--- Source document Enclosed Below ---

Gordon: Yeah, so that’s that’s definitely a problem, they might not come to a neurologist first. That’s not going to be their first point of contact because they’re coming in they’re saying, “I can’t see, I’m having problems with visual neglect.” So they might take a little bit longer to end up in the clinic.
Is this similar to the genetic tests like actor Chris Hemsworth?
Gordon: So, we really actually don’t understand why people get the different forms at all. We do know that if you have an E4, you are less likely to have, and it’s probably due to the fact that this APOE gene is so over expressed in the temporal lobe that if you have an E4 and I’m showing here, that’s driving top pathology in the temporal lobe. That’s why those people are overwhelmingly getting this amnestic presentation because there’s this tight coupling. So for them it makes sense, yeah, they get an amnestic presentation because the E4 allele or APOE gene is being highly up and down regulated in these regions that we know are tied to memory. So what we hope to figure out in the future is with the people that see the PCA, the visual spatial or the linguistic predominant, can we figure out what is unique to those areas? Is it some gene that’s over expressed in those regions? Is it something about connectivity? Is it something about development? If we can figure out what’s driving something selective in those regions maybe we won’t be able to figure out and link it back to a genetic test or some other tests that can help a diagnosis.

--- End of Enclosed Source document ---
--- Dataset records Enclosed Below ---

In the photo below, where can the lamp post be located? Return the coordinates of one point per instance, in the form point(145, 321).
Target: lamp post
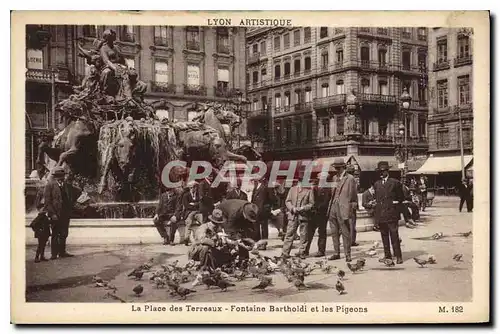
point(405, 106)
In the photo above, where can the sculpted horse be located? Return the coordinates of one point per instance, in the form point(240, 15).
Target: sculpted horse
point(74, 148)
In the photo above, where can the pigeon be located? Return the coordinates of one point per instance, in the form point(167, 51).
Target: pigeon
point(183, 292)
point(353, 267)
point(265, 281)
point(138, 289)
point(420, 262)
point(223, 284)
point(340, 287)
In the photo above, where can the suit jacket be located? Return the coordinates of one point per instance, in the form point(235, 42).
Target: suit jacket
point(233, 194)
point(300, 198)
point(322, 197)
point(262, 198)
point(167, 205)
point(59, 201)
point(345, 192)
point(385, 195)
point(366, 198)
point(236, 226)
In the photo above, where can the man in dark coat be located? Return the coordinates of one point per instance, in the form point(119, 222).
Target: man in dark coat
point(166, 215)
point(389, 198)
point(322, 197)
point(236, 192)
point(59, 198)
point(261, 196)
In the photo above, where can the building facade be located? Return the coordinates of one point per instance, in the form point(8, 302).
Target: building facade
point(299, 82)
point(450, 123)
point(181, 65)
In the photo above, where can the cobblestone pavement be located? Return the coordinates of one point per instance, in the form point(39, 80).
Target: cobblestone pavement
point(70, 280)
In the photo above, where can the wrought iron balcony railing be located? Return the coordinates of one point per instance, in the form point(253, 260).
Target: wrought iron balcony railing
point(163, 87)
point(195, 90)
point(462, 60)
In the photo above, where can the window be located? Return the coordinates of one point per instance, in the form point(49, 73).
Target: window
point(263, 47)
point(277, 71)
point(325, 128)
point(443, 138)
point(277, 43)
point(382, 57)
point(307, 35)
point(421, 126)
point(255, 76)
point(365, 56)
point(406, 33)
point(296, 66)
point(193, 38)
point(130, 62)
point(323, 32)
point(365, 86)
point(340, 125)
point(463, 47)
point(161, 35)
point(463, 90)
point(296, 38)
point(340, 87)
point(286, 41)
point(325, 90)
point(287, 69)
point(324, 60)
point(340, 56)
point(406, 60)
point(193, 75)
point(223, 41)
point(383, 88)
point(442, 51)
point(442, 93)
point(307, 64)
point(90, 31)
point(223, 79)
point(161, 72)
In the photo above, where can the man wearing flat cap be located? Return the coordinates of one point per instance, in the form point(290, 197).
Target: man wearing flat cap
point(59, 198)
point(389, 198)
point(342, 204)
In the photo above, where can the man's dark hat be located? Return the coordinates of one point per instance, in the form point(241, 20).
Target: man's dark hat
point(217, 217)
point(250, 211)
point(383, 165)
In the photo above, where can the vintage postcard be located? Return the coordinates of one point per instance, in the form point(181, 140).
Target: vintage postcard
point(250, 167)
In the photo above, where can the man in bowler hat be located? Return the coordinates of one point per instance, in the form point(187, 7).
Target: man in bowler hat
point(389, 198)
point(341, 208)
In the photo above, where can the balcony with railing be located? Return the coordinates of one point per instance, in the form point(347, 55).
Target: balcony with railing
point(224, 49)
point(377, 99)
point(198, 90)
point(440, 65)
point(193, 45)
point(329, 101)
point(462, 60)
point(163, 87)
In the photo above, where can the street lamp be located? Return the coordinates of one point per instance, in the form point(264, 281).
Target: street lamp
point(405, 106)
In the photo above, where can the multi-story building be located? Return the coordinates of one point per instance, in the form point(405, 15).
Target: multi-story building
point(300, 80)
point(182, 65)
point(450, 106)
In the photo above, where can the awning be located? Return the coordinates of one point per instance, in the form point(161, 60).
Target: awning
point(368, 163)
point(435, 165)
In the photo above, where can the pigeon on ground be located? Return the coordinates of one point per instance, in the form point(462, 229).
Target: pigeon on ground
point(265, 281)
point(340, 287)
point(138, 289)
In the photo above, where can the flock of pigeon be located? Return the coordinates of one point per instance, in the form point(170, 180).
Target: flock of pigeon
point(172, 276)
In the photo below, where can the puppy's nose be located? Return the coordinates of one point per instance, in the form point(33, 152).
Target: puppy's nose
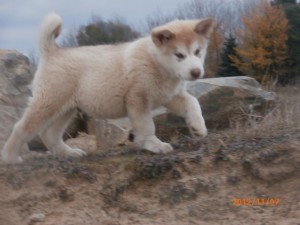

--- End of Enclosed Dataset records ---

- **Description of the task**: Please name the brain region where, according to Gordon in the interview transcript above, the APOE gene is so overexpressed.

- **Result of this task**: The temporal lobe.